*TASK INSTRUCTIONS:*
Retype every entry exactly, character for character.

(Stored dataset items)

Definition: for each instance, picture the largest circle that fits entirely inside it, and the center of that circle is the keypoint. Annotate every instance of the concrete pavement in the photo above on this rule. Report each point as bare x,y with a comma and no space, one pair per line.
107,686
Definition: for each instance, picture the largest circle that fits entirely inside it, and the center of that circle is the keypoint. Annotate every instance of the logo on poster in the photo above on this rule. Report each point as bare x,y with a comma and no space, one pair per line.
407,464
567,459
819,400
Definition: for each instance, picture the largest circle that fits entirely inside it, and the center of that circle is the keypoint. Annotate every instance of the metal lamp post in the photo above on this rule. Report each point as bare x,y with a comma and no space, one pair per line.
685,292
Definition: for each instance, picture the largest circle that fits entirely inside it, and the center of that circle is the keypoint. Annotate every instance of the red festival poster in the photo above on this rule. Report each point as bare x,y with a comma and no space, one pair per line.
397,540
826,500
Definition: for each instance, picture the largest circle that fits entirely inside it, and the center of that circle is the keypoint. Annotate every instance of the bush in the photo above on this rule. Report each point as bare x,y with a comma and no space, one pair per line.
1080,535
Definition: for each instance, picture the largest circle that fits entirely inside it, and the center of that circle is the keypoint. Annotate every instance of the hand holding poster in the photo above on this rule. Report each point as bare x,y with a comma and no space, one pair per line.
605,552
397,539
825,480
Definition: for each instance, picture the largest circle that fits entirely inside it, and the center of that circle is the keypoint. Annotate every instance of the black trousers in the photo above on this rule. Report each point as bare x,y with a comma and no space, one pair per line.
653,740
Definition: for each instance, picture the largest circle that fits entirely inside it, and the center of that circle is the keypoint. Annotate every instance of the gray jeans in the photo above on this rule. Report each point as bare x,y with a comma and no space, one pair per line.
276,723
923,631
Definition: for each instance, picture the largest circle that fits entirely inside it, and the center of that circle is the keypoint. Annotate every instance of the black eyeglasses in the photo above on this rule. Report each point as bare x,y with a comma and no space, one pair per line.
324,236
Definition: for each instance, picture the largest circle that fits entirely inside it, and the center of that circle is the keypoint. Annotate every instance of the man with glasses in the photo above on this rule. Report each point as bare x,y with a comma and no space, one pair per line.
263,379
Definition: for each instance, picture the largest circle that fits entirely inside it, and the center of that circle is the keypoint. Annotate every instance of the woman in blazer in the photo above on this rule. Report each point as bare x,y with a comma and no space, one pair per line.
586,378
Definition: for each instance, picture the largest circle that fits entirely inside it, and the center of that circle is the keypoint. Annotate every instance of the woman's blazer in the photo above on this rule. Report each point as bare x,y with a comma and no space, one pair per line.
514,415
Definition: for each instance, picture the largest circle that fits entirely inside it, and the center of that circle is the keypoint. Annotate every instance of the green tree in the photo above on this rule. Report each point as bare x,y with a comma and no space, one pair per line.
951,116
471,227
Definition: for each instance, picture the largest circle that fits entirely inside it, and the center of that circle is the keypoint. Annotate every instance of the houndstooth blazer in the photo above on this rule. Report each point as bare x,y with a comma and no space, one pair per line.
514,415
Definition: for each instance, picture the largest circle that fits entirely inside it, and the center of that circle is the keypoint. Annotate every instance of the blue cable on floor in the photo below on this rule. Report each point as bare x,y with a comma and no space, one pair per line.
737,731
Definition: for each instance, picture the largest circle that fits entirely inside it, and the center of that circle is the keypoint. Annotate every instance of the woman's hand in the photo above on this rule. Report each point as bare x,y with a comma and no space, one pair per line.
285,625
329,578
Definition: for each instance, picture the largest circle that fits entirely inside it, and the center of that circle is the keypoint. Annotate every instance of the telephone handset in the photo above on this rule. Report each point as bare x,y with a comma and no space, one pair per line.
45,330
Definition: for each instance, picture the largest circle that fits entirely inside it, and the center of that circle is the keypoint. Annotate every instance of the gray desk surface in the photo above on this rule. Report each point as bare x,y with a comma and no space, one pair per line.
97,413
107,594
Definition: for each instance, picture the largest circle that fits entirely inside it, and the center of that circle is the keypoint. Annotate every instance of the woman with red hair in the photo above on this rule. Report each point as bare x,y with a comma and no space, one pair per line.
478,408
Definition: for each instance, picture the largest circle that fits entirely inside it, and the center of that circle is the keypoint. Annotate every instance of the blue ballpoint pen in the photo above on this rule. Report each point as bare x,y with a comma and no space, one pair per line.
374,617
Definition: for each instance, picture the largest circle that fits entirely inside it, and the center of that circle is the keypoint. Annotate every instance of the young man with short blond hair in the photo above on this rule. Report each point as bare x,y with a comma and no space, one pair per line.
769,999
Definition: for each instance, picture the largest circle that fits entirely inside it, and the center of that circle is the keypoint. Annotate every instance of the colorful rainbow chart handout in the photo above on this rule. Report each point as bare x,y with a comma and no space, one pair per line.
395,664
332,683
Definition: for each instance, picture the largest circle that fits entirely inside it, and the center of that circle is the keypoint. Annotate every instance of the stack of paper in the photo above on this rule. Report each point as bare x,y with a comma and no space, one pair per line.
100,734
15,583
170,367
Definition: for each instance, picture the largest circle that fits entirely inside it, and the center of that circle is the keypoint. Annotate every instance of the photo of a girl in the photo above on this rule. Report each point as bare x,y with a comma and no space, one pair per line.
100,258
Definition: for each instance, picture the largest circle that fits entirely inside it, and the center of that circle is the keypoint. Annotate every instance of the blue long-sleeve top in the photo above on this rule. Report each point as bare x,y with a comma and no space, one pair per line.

*RESULT:*
Definition: for each instance, picture the largest circle that fits entirely inside it, and the center of that circle is the keypoint. Annotate every instance of the concrete pavement in the photo above on this rule. Report each point as bare x,y with a comma and no space, one pair per line.
107,686
Definition: for each instance, picture the largest circle that fits entirely inside it, and the center of that circle is the keypoint. Annotate every instance of the logo on poster in the photo above on this rule. Report each point as bare x,y with a comma and no space, one pair per line.
407,464
567,459
819,400
Definition: for each instance, picture the largest circle that fits entirely inside it, and the center of that circle is the keypoint. Annotate every instance of the metal lamp post in the photo above on this rule. Report each point as bare x,y with a comma and no space, one pair per line.
685,292
Definition: for each instance, picture the largest circle that fits entirely inside it, and the center of that circle is the keypoint. Annotate every instance of the red festival poster in the photo above on this rule. Report each point as bare x,y with a comma and no space, one pair per line.
397,540
826,500
Definition: for each instance, picture the largest circle that fits entirely inside it, and the center of that circle is the keypoint. Annotate every instance of the bush in the photo above on this rule. Report each point as bare x,y with a comma and no space, one pair per line.
1080,535
Definition: for each instance, picture the largest circle that fits entirely inside it, and the center of that circle is the keypoint. Annotate every instance of the hand holding poster in the photo above on this rule. Report each point as bare x,y with a comma and no space, one pair per line.
605,552
397,539
825,480
Definition: for each instance, picture the largest circle that fits entirely inside it, and the center of that circle is the keypoint. Annotate every instance of the black trousers in the photo above on this rule. Report each point as bare x,y with a comma and no space, one pair per line.
653,740
Definition: for each instance, picture the largest circle that fits entirely inside it, and the center of that circle is the keypoint. Annotate every instance of the gray jeans in the photo above on this rule. Report each point as bare x,y with a comma and no space, one pair per line.
276,723
923,631
Definition: for each instance, picture the largest circle that fits entirely inside it, and the center of that circle is the keypoint. Annotate every instance of the black eyeglasses in the photo above on this rule. Report each point as bare x,y with a comma and no space, one pair per line.
324,236
Definition: for each instance, picture the largest circle that fits entirely inside it, and the center of that circle is the keypoint. Annotate every instance of the man with glasses in the photo above on this rule. Report each point as bare x,y with a comma and no space, one pair per line.
263,379
Definition: for each instance, picture the largest circle that fits entirely inside it, and the center of that circle is the keypoint. Annotate every instance of the woman in blazer in the photo above on this rule. Report each point as bare x,y with a comma and no space, one pair per line.
586,378
Definition: for each instance, picture the largest circle that fits entirely inside it, and the center of that circle is the keypoint. Annotate every instance of the woman's blazer in the photo above on this rule. Report each point as bare x,y with a comma and no space, one pair per line.
514,415
Definition: for each instance, picture the largest circle that fits entirely inside it, and the center of that circle is the keypoint. Annotate every instance of the green tree in the photo above on this rule. Report each point as bare x,y with a comma and no space, one pair per line.
951,116
471,227
Definition: for each instance, picture the largest circle that fits entirely inside it, and the center of that circle is the keypoint. Annotate every instance of the houndstooth blazer in the photo above on this rule. Report each point as bare x,y with a comma and no space, one pair per line.
514,415
Definition: for each instance, picture the largest circle that fits entirely inside it, and the center of that circle is the keypoint. Annotate every instance of the blue cable on floor in the photo below on this rule. Report each point as bare x,y with a comma and no space, one pair per line.
737,731
Definition: for each instance, picture the largest circle that fits entirely inside it, and the center of that circle is the keypoint. Annotate every instance of the woman's hand in the photo above on this rule. Report each point as bare x,y with a comma and no space, one pair per line.
285,625
329,578
Definition: for each instance, picture the largest circle that fits entirely inside it, and the center of that circle is the keypoint. Annotate every instance of the telephone handset in the photo above on this rule. Report each point as bare x,y with a comma and no space, one pair per line.
45,330
Definition: for each instance, picture the largest circle that fits entirely inside it, and the center of that circle is the keypoint. Annotate every instance of the gray desk surface in the photo above on this rule. Report each point as bare x,y with a comma and no space, one pair per line.
97,413
107,594
Definition: for each instance, picture the largest circle that fits entirely inside it, and the center of that circle is the keypoint. Annotate every instance of the woman with red hair in the photo above on this rule. Report each point as bare x,y with a comma and no space, one pair per line.
478,408
Definition: for each instance, picture the largest circle that fits entirely inside it, and the center of that circle is the keypoint. Annotate every instance of the blue ballpoint pen in the photo above on this rule. Report each point as bare x,y with a comma and no space, one pair per line.
374,617
Definition: for each instance, picture the largest circle that fits entirely inside it, and the center of that circle is the keypoint. Annotate every instance of the young man with short blond hair in the photo above on this rule. Report each point as bare x,y with a comma and no space, one pair per line.
769,999
Definition: for each instance, picture the largest circle that fits entirely inside it, and the center of that circle is the keypoint. Annotate every instance of the colorful rainbow chart handout in the photo above on this rule. Report each point as bare x,y with a comma and no space, one pair per line.
395,664
332,683
Definition: for each instance, picture the largest circle that fits entirely inside it, and the center of that circle is the keypoint. Annotate every instance of the stack of paper in the photo above on this rule. Report each point as bare x,y with a comma and no space, one pair per line.
100,734
15,583
170,367
Definition: for each instance, picture the largest circle that fits entirely inside it, and the center of that circle is the keypoint. Annotate every instance of the photo of a girl in the photo above on this rule. Report each point as bare x,y with a comma and no space, one pair per line.
100,258
Definition: for each instance, picture the largest circle that fits entirely inside it, and the center of that circle is the keypoint. Annotate every instance of the blue long-sleeve top in the photo above on this rule. Report each point as bare x,y with a comma and no space, one pair per line.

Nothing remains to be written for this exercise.